_Task item:_
Below is a listing. Quote from it, exactly, the lines from the one containing "Where can the pink sleeve" down to the one containing "Where can the short dark", both ends included, and nothing else.

····················

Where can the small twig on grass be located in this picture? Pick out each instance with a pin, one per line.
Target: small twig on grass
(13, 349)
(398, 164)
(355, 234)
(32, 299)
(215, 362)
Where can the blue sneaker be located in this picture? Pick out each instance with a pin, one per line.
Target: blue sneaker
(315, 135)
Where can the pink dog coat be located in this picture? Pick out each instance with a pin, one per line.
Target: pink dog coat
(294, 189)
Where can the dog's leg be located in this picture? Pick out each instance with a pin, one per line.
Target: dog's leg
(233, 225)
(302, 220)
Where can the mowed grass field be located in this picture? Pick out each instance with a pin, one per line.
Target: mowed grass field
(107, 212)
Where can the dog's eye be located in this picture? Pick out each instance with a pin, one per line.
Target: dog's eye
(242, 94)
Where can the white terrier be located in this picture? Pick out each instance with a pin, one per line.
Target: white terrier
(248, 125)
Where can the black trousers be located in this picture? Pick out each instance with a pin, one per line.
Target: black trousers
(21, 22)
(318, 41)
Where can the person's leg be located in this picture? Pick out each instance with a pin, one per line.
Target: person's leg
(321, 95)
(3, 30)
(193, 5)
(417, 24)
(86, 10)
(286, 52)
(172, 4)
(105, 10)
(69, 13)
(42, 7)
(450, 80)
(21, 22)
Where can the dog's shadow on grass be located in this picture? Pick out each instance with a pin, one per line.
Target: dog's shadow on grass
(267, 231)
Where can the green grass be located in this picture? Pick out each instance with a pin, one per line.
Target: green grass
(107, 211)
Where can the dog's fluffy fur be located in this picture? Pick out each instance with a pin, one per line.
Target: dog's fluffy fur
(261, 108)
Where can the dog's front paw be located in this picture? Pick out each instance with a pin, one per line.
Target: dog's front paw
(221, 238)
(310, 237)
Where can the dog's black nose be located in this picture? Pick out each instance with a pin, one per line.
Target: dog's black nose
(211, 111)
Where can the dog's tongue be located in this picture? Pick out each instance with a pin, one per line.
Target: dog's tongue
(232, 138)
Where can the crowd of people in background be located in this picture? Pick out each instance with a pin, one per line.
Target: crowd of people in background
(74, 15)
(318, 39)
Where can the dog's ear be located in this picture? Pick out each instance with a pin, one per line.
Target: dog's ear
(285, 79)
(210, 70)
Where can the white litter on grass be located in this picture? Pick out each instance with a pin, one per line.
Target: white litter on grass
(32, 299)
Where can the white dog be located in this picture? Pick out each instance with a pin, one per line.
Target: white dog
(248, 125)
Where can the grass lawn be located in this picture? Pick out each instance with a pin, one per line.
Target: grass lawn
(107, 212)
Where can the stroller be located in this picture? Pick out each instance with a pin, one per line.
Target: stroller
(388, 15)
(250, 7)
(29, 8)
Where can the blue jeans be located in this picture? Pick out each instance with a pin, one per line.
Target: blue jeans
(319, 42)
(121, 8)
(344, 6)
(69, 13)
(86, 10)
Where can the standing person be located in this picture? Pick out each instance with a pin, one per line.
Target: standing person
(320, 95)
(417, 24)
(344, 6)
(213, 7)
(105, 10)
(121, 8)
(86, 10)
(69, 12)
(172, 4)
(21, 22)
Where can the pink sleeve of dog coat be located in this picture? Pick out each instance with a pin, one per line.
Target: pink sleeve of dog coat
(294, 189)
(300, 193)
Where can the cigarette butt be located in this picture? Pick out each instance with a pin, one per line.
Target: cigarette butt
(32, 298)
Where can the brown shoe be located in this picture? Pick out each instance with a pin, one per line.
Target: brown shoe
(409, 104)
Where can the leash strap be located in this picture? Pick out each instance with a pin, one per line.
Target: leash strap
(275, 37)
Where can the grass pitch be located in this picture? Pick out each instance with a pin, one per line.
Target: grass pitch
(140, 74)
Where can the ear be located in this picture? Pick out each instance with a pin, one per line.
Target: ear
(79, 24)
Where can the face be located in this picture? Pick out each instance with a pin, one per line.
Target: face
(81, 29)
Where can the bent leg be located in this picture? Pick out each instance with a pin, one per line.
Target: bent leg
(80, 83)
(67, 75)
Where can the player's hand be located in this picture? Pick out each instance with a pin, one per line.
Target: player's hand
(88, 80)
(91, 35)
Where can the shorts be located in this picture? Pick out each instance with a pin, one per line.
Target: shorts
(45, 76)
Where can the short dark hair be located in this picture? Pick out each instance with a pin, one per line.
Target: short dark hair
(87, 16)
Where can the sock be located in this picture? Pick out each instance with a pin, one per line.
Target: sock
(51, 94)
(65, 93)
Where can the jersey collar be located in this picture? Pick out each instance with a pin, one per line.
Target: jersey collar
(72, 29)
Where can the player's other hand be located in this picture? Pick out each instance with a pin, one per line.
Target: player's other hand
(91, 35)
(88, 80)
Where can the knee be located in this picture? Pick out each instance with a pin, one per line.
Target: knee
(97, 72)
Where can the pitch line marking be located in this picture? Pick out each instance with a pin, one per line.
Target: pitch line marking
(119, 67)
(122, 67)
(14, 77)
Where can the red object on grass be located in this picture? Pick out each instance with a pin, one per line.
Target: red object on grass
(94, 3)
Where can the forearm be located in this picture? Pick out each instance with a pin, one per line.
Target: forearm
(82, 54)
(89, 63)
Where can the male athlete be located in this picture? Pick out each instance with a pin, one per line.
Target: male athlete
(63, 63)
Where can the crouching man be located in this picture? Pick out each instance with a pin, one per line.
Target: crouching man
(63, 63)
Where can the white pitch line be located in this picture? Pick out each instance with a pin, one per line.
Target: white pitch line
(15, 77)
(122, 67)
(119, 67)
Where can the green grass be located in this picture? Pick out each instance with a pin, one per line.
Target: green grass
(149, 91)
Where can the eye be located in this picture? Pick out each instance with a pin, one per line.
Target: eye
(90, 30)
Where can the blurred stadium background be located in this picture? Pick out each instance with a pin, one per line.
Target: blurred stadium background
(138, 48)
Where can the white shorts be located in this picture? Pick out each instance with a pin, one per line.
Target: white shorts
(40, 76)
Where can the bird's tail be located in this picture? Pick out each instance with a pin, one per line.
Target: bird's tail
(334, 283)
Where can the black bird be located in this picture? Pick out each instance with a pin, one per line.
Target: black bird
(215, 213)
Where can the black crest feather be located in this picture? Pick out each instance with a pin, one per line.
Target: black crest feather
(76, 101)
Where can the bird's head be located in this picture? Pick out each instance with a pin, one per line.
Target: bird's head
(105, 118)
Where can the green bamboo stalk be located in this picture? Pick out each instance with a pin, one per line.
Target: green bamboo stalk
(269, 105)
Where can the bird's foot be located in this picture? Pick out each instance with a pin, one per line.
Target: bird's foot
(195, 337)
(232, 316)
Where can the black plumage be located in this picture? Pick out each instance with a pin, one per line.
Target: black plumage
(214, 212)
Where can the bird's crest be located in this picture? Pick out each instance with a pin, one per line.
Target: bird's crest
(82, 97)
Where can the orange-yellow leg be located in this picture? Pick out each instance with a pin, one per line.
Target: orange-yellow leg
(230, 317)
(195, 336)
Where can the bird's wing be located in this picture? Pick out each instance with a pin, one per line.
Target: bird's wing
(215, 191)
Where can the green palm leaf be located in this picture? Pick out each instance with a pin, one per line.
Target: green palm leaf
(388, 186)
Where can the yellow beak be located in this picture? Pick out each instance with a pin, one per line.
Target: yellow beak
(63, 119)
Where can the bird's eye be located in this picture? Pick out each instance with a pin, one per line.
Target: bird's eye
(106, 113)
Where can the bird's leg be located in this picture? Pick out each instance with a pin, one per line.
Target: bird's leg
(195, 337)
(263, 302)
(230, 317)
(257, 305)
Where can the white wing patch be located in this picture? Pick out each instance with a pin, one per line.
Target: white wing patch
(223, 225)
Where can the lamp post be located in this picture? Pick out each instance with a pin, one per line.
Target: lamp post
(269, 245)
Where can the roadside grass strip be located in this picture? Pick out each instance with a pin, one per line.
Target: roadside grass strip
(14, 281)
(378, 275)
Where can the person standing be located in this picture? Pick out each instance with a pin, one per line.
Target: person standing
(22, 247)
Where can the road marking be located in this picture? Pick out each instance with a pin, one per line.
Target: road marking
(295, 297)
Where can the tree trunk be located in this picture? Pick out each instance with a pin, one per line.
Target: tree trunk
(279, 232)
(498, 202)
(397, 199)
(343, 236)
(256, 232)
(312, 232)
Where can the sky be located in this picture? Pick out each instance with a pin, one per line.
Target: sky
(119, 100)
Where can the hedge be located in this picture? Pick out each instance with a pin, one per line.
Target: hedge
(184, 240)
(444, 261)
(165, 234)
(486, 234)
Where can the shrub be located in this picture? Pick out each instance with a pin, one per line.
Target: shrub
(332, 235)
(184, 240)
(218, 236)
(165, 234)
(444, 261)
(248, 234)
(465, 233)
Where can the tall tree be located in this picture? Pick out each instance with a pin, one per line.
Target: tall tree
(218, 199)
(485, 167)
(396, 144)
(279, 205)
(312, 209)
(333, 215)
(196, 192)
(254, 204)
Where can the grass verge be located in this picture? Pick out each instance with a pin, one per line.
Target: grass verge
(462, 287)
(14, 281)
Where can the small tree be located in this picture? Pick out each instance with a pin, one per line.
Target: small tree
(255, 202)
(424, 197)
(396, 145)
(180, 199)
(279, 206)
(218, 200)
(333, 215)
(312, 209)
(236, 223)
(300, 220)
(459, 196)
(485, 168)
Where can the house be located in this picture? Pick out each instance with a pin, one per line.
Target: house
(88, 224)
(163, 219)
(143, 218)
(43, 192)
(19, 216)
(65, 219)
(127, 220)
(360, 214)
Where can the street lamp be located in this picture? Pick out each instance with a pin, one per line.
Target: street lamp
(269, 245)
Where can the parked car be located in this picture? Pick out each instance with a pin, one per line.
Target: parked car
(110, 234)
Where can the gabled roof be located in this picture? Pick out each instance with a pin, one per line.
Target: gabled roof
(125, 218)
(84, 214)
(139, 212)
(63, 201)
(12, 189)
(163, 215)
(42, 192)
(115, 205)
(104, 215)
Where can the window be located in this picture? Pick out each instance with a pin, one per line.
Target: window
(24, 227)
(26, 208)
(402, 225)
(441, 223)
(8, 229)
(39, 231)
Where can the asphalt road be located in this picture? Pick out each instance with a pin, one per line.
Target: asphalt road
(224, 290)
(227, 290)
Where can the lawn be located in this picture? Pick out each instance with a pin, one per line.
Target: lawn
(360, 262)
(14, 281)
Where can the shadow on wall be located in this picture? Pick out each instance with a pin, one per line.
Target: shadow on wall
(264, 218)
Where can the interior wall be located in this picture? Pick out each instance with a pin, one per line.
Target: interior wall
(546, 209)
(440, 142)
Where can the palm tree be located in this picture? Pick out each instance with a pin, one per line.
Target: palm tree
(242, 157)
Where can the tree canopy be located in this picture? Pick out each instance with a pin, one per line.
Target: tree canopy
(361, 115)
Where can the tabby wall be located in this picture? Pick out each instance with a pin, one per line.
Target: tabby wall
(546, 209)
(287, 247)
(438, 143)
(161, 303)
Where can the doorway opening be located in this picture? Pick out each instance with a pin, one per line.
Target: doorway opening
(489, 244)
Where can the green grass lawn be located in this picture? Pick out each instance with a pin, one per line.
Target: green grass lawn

····················

_Result:_
Where can the pink sleeve of dog coat be located in this picture? Pick out each instance with a pin, one per line.
Target: pink sleeve of dog coat
(294, 189)
(300, 193)
Where can the cigarette butt be located in this picture? Pick out each instance with a pin, one per line.
Target: cigarette butt
(32, 298)
Where can the brown shoe be located in this picture? Pick out each instance with a pin, one per line.
Target: brown shoe
(409, 104)
Where can the leash strap be located in this picture? Pick out each instance with a pin, one per line.
Target: leash strap
(275, 37)
Where can the grass pitch be located in this picture? Pick out each instance with a pin, one per line.
Target: grass pitch
(140, 74)
Where can the ear be located in this picture? Pick out each instance with a pin, one per line.
Target: ear
(79, 24)
Where can the face be located in this picture? Pick out each instance with a pin, one per line.
Target: face
(81, 29)
Where can the bent leg be located in this picture? Pick out each instance with a pin, one per line.
Target: bent leg
(80, 83)
(67, 75)
Where can the player's hand be located in this picture? Pick out each instance with a pin, one per line.
Target: player's hand
(88, 80)
(91, 35)
Where can the shorts be located in this picture? Pick out each instance with a pin, one per line.
Target: shorts
(45, 76)
Where can the short dark hair be located in this picture? Pick out each instance with a pin, one per line.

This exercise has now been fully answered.